Pathology · Inflammation (Acute, Chronic, Granulomatous, Mediators)

A patient on long-term corticosteroid therapy develops a wound that fails to heal. Which specific mechanism explains corticosteroid-mediated impairment of wound healing?

  • A Corticosteroids directly inhibit collagen fibril formation by blocking prolyl hydroxylase
  • B Corticosteroids specifically deplete vitamin C causing scurvy-like impairment of cross-linking
  • C Corticosteroids suppress production of growth factors (TGF-β, PDGF) and inhibit fibroblast proliferation and collagen synthesis
  • D Corticosteroids upregulate matrix metalloproteinases specifically in wound beds
Correct answer: C. Corticosteroids suppress production of growth factors (TGF-β, PDGF) and inhibit fibroblast proliferation and collagen synthesis

Explanation

Corticosteroids impair wound healing through multiple mechanisms: suppression of TGF-β and PDGF production (reducing fibroblast recruitment and activation), direct inhibition of fibroblast proliferation and collagen synthesis, reduced angiogenesis, and impaired macrophage-mediated debridement (blunted inflammation). While corticosteroids do increase MMPs, the dominant anti-healing effect is reduced fibroblast activity and growth factor suppression. Prolyl hydroxylase requires vitamin C as cofactor — its inhibition is the mechanism in scurvy, not corticosteroid use.

Reference: Robbins & Cotran Pathologic Basis of Disease, 10th ed.

== == ==

**What you have to do**.
Return the portion of the pathology text that starts with "Corticosteroids impair wound" and goes on through "not corticosteroid use.", copied word for word.

== == ==

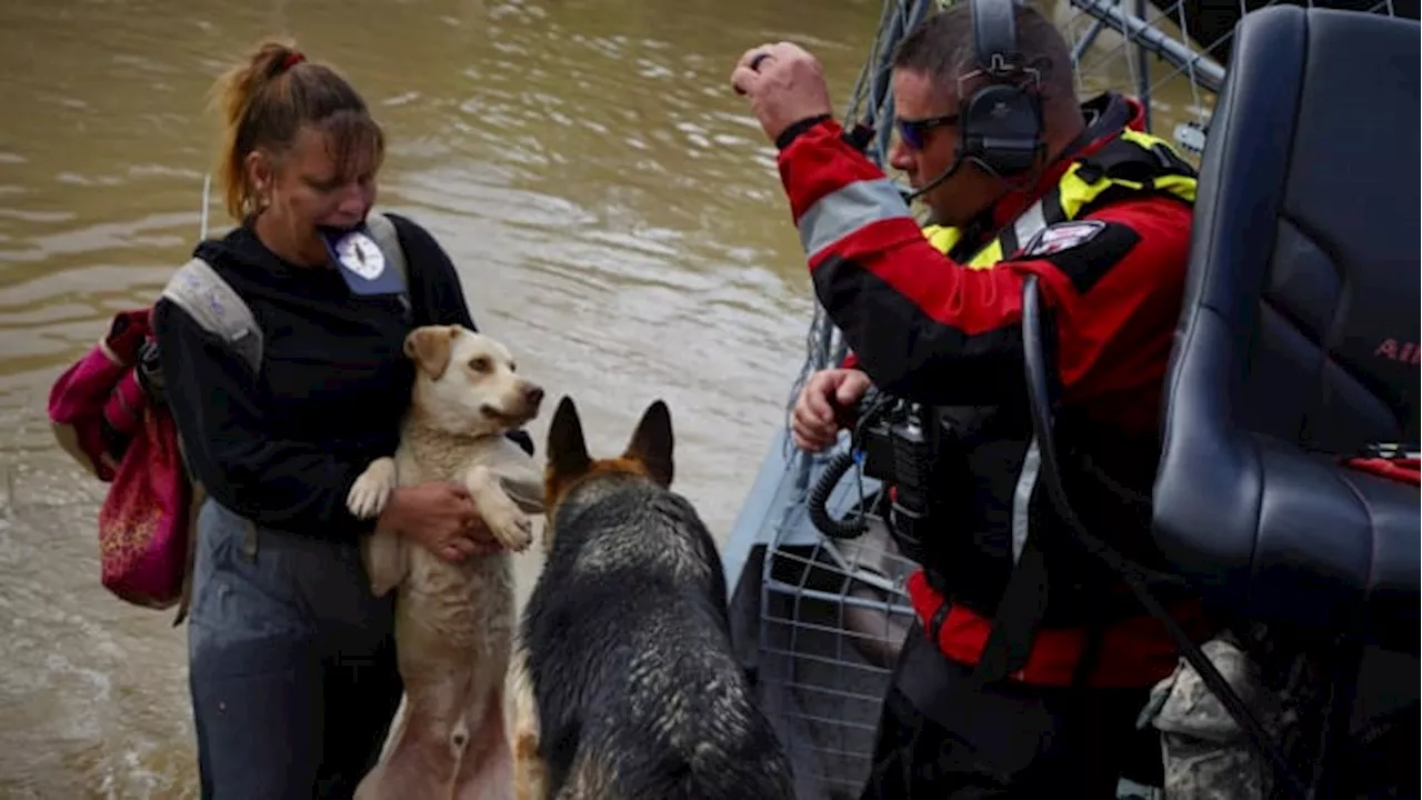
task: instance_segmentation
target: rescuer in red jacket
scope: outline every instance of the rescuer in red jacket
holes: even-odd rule
[[[923,229],[832,118],[809,53],[768,44],[735,67],[734,87],[779,148],[815,292],[852,350],[842,369],[808,381],[793,437],[826,448],[872,383],[936,407],[958,443],[940,456],[957,460],[958,480],[939,493],[951,502],[930,515],[923,568],[909,581],[917,623],[863,797],[1112,797],[1132,764],[1156,777],[1156,733],[1138,730],[1136,716],[1177,652],[1115,575],[1064,544],[1071,534],[1037,490],[1022,283],[1038,276],[1055,325],[1064,484],[1098,535],[1152,562],[1160,383],[1194,172],[1142,132],[1138,102],[1078,101],[1068,47],[1034,9],[1008,11],[1015,64],[1030,68],[988,74],[974,14],[985,11],[960,3],[930,17],[894,57],[890,162],[933,214]],[[1017,94],[994,105],[1003,85]],[[1038,147],[1005,174],[1014,154],[991,152],[975,122],[1010,117],[1022,97]],[[1008,608],[1014,575],[1028,591]],[[1193,598],[1167,605],[1204,632]],[[990,633],[1017,655],[987,668]],[[1012,636],[1025,636],[1015,651]]]

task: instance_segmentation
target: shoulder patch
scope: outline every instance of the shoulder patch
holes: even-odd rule
[[[1071,279],[1078,293],[1085,295],[1139,243],[1140,233],[1129,225],[1078,219],[1042,229],[1011,260],[1051,263]]]
[[[1079,248],[1106,229],[1106,223],[1098,219],[1078,219],[1074,222],[1058,222],[1038,231],[1027,246],[1022,248],[1025,258],[1044,258]]]

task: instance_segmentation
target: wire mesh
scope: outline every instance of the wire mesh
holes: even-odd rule
[[[1081,97],[1121,91],[1145,101],[1148,125],[1175,138],[1197,158],[1207,140],[1214,97],[1230,57],[1234,21],[1277,0],[1057,0],[1038,6],[1052,16],[1072,47]],[[886,0],[865,68],[845,120],[876,131],[872,159],[887,159],[893,118],[889,63],[899,38],[941,0]],[[1422,0],[1332,0],[1288,4],[1334,7],[1422,19]],[[1237,13],[1230,13],[1231,6]],[[1189,34],[1189,36],[1186,36]],[[1202,44],[1207,43],[1207,44]],[[1170,131],[1159,130],[1173,124]],[[845,344],[816,305],[806,359],[791,389],[786,414],[803,381],[843,359]],[[808,456],[786,440],[788,468],[762,525],[758,676],[771,689],[766,712],[796,763],[802,794],[857,797],[867,776],[880,699],[913,618],[904,579],[914,565],[899,555],[883,520],[870,530],[828,540],[811,524],[806,501],[835,451]],[[826,504],[836,517],[872,510],[879,485],[850,471]],[[808,794],[806,794],[808,793]]]

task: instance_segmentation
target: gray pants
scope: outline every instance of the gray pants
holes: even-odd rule
[[[353,542],[257,528],[208,500],[188,628],[205,799],[350,797],[400,705],[394,595]]]

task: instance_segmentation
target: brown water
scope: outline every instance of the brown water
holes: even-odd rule
[[[811,315],[774,154],[727,75],[745,47],[793,38],[845,97],[877,14],[877,0],[0,4],[0,797],[196,796],[183,631],[100,586],[102,485],[57,454],[44,400],[189,255],[203,93],[232,58],[290,31],[347,71],[392,140],[383,205],[434,231],[481,326],[555,400],[576,397],[597,451],[665,399],[680,488],[725,537]],[[1189,101],[1170,97],[1167,112]]]

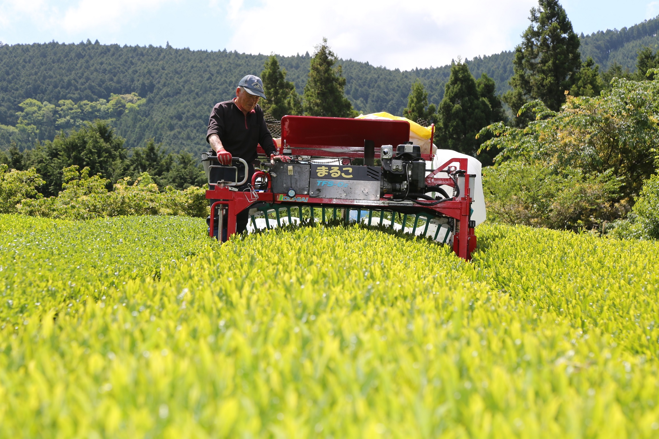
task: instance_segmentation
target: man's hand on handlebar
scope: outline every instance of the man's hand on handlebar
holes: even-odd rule
[[[231,153],[225,149],[224,148],[218,149],[217,153],[217,161],[219,162],[220,165],[224,165],[227,166],[231,164]]]
[[[281,161],[285,163],[287,163],[291,161],[290,155],[275,155],[274,154],[270,155],[270,163],[273,165],[275,161]]]

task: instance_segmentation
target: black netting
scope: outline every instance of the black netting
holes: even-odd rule
[[[281,121],[277,120],[269,113],[263,113],[263,118],[266,120],[266,125],[268,130],[270,132],[272,138],[276,139],[281,137]]]

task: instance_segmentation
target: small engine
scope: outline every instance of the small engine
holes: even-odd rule
[[[394,155],[393,147],[380,148],[382,164],[380,195],[404,198],[411,194],[424,194],[426,190],[426,161],[421,157],[421,147],[411,142],[399,145]]]

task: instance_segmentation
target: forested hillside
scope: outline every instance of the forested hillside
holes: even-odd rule
[[[581,53],[604,69],[617,63],[634,71],[637,50],[659,44],[658,29],[659,18],[655,18],[629,29],[582,36]],[[301,94],[310,58],[308,53],[278,57],[288,72],[287,79]],[[244,74],[260,74],[266,59],[263,55],[226,50],[121,47],[89,40],[79,44],[0,45],[0,124],[15,126],[16,113],[24,109],[19,104],[27,99],[58,105],[64,99],[95,103],[109,101],[113,94],[136,93],[146,98],[139,110],[113,122],[127,147],[144,146],[153,138],[166,149],[197,153],[206,147],[204,134],[212,105],[231,98]],[[512,52],[502,52],[468,60],[467,64],[475,77],[483,72],[492,77],[497,93],[501,93],[510,88],[512,59]],[[426,63],[419,60],[420,65]],[[450,66],[400,71],[353,60],[339,63],[347,80],[345,93],[353,107],[363,113],[402,114],[417,78],[428,92],[428,102],[438,105],[450,74]],[[53,126],[65,125],[53,122]],[[0,149],[6,149],[8,144],[3,138],[8,138],[1,134]]]
[[[591,57],[602,68],[609,68],[614,63],[623,69],[636,70],[637,52],[650,47],[656,51],[659,48],[659,17],[644,21],[620,30],[599,31],[584,36],[581,34],[581,55]]]
[[[226,51],[193,51],[170,47],[120,47],[98,43],[14,45],[0,47],[0,124],[15,126],[26,99],[57,103],[109,99],[113,93],[137,93],[146,103],[115,122],[129,148],[155,138],[173,151],[206,147],[204,134],[212,105],[231,98],[246,72],[260,74],[265,55]],[[310,55],[279,57],[287,79],[302,93]],[[501,90],[512,73],[511,54],[469,62],[476,76],[492,76]],[[401,72],[368,63],[342,60],[346,94],[364,113],[401,114],[412,83],[420,79],[428,100],[439,103],[450,66]],[[4,145],[6,147],[6,145]],[[1,147],[1,146],[0,146]]]

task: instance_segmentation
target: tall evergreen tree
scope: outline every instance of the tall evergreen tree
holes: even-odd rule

== == ==

**Response to this task**.
Corticosteroids impair wound healing through multiple mechanisms: suppression of TGF-β and PDGF production (reducing fibroblast recruitment and activation), direct inhibition of fibroblast proliferation and collagen synthesis, reduced angiogenesis, and impaired macrophage-mediated debridement (blunted inflammation). While corticosteroids do increase MMPs, the dominant anti-healing effect is reduced fibroblast activity and growth factor suppression. Prolyl hydroxylase requires vitamin C as cofactor — its inhibition is the mechanism in scurvy, not corticosteroid use.